Copy the entries word for word, from the first line up to and including the line with "point(539, 251)".

Excerpts from location labeling data
****

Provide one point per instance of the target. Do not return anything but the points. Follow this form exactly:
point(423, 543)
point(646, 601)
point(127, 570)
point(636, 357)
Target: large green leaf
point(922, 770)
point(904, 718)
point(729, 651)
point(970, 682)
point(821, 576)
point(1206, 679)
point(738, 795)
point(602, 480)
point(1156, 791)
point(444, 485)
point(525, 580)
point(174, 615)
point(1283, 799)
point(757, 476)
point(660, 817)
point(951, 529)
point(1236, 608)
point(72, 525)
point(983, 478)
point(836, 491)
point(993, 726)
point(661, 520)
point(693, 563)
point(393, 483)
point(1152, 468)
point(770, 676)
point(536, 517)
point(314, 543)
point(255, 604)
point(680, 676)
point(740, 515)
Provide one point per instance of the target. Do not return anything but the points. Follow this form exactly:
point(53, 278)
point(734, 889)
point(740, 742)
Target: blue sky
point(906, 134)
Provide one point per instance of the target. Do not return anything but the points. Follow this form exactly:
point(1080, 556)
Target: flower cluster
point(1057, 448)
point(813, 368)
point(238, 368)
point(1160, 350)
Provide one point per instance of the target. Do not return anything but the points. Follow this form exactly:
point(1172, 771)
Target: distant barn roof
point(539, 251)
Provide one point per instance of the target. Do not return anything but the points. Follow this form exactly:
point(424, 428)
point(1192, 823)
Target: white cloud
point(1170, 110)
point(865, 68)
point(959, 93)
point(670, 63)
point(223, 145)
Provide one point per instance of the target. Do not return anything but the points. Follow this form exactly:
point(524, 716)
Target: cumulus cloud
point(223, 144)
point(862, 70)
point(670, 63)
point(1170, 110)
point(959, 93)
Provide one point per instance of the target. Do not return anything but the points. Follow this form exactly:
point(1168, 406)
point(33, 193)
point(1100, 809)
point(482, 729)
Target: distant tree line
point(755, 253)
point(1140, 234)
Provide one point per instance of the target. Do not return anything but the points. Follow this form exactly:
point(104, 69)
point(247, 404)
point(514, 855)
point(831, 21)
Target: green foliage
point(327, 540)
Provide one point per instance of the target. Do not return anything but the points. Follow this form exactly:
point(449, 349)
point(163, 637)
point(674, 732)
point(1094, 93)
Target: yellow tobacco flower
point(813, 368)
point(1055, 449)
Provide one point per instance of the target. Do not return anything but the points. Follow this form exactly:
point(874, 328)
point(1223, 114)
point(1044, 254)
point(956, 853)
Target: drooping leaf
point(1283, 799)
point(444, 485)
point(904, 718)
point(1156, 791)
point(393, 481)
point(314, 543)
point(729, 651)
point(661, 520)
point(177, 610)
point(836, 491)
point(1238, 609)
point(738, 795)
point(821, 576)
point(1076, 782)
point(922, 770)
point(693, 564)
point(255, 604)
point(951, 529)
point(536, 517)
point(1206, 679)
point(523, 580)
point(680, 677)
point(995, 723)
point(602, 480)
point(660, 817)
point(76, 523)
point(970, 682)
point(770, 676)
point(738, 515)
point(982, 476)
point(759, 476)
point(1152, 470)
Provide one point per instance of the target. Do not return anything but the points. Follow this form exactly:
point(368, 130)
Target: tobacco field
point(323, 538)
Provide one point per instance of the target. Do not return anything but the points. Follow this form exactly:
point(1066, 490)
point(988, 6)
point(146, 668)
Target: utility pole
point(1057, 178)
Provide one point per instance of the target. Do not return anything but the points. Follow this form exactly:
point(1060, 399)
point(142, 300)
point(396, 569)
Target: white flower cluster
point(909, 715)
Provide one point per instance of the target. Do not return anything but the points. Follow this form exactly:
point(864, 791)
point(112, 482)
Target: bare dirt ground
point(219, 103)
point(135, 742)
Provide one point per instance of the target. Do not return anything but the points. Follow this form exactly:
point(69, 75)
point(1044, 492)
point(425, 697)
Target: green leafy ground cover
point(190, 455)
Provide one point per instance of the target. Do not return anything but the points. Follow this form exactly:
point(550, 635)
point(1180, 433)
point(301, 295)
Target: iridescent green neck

****

__Result for this task__:
Provide one point per instance of the target. Do not return anything but the points. Follow this form exactly:
point(423, 543)
point(646, 601)
point(127, 570)
point(636, 357)
Target: large green leaf
point(922, 770)
point(904, 718)
point(729, 651)
point(970, 682)
point(821, 576)
point(1206, 679)
point(738, 795)
point(602, 480)
point(1156, 791)
point(444, 485)
point(525, 580)
point(174, 615)
point(1283, 799)
point(757, 476)
point(660, 817)
point(951, 529)
point(1236, 608)
point(72, 525)
point(983, 478)
point(836, 491)
point(993, 726)
point(661, 520)
point(693, 563)
point(393, 483)
point(1152, 468)
point(770, 676)
point(536, 517)
point(314, 543)
point(255, 604)
point(680, 676)
point(740, 515)
Provide one point per instance of the target. Do not return anything but the points. Follow this form exactly:
point(53, 278)
point(734, 889)
point(740, 742)
Target: blue sky
point(906, 134)
Provide one point per instance of the target. Do not return anything but the points. Follow this form exactly:
point(1080, 556)
Target: flower cluster
point(1057, 448)
point(813, 368)
point(238, 368)
point(1160, 350)
Provide one point per instance of the target. Do not return anything but the points. Follow this form exactly:
point(1172, 771)
Target: distant barn roof
point(539, 251)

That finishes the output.